Dann noch mal Applet:


import java.applet.*;
import java.awt.*;

public class FM extends Applet implements Runnable
{
    String Team1 = "FC Bayern München";
    String Team2 = "VfL Bochum";
    int ToreTeam1, ToreTeam2, i=0;
    String Team1Tore = "0", Team2Tore = "0";
    String SpielZeit = "Spielzeit";
    String Zeit = "0";
    
    

    public void init()
    {
        setBackground (Color.blue);
    }

    public void start ()
    {
        // Schaffen eines neuen Threads, in dem das Spiel läuft
        Thread th = new Thread (this);
        // Starten des Threads
        th.start ();
    }

    public void stop()
    {

    }

    public void destroy()
    {

    }

    public void run ()
    {
        // Erniedrigen der ThreadPriority um zeichnen zu erleichtern
        Thread.currentThread().setPriority(Thread.MIN_PRIORITY);

        // Solange true ist läuft der Thread weiter
        for(i=0; i<=90; i++)
        {
           int Zufall = (int)(Math.random()*100);
            if(Zufall == 1)
            {
                ToreTeam1++;
                Team1Tore = Integer.toString(ToreTeam1);
            }
            if(Zufall == 9)
            {
                ToreTeam2++;
                Team2Tore = Integer.toString(ToreTeam2);
            }
            Zeit = Integer.toString(i);
            // Neuzeichnen des Applets
            repaint();

            try
            {
                // Stoppen des Threads für in Klammern angegebene Millisekunden
                Thread.sleep (150);
            }
            catch (InterruptedException ex)

====

Aufgabe 1
Stimmen die folgenden Aussagen mit dem Java-Applet im Lesetext überein? Antworten Sie jeweils mit Ja oder Nein und zitieren Sie die entscheidenden Worte.
(a) Der Hintergrund des Applets wird auf Blau gesetzt.
(b) Der Thread pausiert in jedem Schleifendurchlauf 500 Millisekunden.
(c) Die Schleife zählt die Variable i bis einschließlich 90 hoch.

====

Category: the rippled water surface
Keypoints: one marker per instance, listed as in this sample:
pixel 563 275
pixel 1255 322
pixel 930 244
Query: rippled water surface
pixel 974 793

====

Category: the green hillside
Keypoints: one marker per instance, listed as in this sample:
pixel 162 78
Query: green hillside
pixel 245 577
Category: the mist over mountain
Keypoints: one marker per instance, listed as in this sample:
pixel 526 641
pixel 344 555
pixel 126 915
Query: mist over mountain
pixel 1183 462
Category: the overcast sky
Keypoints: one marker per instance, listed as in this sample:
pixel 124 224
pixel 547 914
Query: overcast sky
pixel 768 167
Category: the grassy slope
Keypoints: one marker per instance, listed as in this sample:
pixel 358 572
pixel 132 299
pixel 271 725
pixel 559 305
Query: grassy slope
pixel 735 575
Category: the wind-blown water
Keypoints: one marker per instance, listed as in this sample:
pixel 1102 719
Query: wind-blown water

====

Aufgabe 2
Schreiben Sie aus den Datensätzen die Zeilen ab, beginnend mit der Zeile, die „Category: the rippled water surface“ enthält. Hören Sie nach der Zeile mit „pixel 974 793“ auf.

Lösung 1
(a) Ja: „setBackground (Color.blue);“
(b) Nein: „Thread.sleep (150);“
(c) Ja: „for(i=0; i<=90; i++)“

Lösung 2
Category: the rippled water surface
Keypoints: one marker per instance, listed as in this sample:
pixel 563 275
pixel 1255 322
pixel 930 244
Query: rippled water surface
pixel 974 793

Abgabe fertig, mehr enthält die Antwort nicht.